== WHAT YOU SHOULD DO ==
Every line from the line containing "Exercise. Point out each instance of the worn" through the final line of the data is to be printed exactly; no other line is to appear.

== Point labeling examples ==
□ □ □ □ □ □ □

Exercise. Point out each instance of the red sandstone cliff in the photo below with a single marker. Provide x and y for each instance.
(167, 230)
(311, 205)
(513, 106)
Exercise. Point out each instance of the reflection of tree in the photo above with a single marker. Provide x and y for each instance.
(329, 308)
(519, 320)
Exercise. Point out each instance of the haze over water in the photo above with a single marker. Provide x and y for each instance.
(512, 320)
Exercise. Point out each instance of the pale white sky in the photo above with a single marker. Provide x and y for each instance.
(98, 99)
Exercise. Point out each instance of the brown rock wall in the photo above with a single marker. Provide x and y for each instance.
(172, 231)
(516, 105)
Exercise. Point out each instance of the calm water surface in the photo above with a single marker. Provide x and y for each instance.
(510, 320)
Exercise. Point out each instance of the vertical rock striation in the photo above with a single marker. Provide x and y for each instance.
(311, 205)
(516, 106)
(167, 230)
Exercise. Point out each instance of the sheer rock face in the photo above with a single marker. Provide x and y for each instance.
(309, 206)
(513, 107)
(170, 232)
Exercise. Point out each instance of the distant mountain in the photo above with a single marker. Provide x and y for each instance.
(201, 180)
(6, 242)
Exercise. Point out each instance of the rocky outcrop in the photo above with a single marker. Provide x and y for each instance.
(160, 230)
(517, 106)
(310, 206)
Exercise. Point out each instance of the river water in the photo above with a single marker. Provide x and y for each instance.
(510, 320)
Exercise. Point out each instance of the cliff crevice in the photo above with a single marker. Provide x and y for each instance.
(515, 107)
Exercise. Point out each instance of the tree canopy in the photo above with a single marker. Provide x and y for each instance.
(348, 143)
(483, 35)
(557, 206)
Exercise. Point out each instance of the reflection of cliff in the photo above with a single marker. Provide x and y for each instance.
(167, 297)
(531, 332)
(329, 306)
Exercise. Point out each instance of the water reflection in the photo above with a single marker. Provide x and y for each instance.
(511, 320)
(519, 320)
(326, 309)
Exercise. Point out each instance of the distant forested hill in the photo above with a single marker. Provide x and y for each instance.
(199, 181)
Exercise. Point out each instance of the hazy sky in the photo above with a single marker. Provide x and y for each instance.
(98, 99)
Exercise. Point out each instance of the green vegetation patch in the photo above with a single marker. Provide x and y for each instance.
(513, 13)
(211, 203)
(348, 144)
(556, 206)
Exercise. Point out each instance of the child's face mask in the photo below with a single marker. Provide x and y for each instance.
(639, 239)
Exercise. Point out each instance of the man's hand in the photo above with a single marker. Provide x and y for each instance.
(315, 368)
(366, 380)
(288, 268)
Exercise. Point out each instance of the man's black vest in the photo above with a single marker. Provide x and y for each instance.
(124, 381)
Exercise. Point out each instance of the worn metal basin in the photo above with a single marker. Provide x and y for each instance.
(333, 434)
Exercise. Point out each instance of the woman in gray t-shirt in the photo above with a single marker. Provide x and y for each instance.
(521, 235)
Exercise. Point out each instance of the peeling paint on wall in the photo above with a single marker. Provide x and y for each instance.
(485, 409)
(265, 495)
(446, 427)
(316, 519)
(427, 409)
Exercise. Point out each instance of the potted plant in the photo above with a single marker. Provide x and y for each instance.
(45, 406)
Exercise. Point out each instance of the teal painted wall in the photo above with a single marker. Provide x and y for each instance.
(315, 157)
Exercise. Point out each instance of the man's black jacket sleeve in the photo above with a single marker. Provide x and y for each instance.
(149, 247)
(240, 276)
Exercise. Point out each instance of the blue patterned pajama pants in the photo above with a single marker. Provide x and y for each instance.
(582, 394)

□ □ □ □ □ □ □

== WRITTEN SOLUTION ==
Exercise. Point out each instance of the worn metal basin in the photo above with a single marker. Provide x and y for each instance.
(333, 434)
Exercise. Point out each instance of the woman in gray t-shirt in the photo above with a single marker. Provide x and y for each instance.
(521, 235)
Exercise. Point out each instance of the peeling paint on wall in the photo above with a single marker. Provide x and y for each instance.
(485, 409)
(265, 495)
(446, 427)
(316, 519)
(427, 409)
Exercise. Point out each instance of the potted plant in the photo above with a single marker. Provide x and y for each instance.
(45, 406)
Exercise. Point out each instance of the teal painted wall in the photo above with a single marker. Provide x and y for each instance.
(315, 157)
Exercise. Point out each instance of the man's black jacket sleeve in the photo above with a single marker. Provide x and y for each instance.
(149, 247)
(240, 276)
Exercise. Point out each instance of the blue patterned pajama pants in the photo above with a single marker. Provide x and y for each instance.
(582, 394)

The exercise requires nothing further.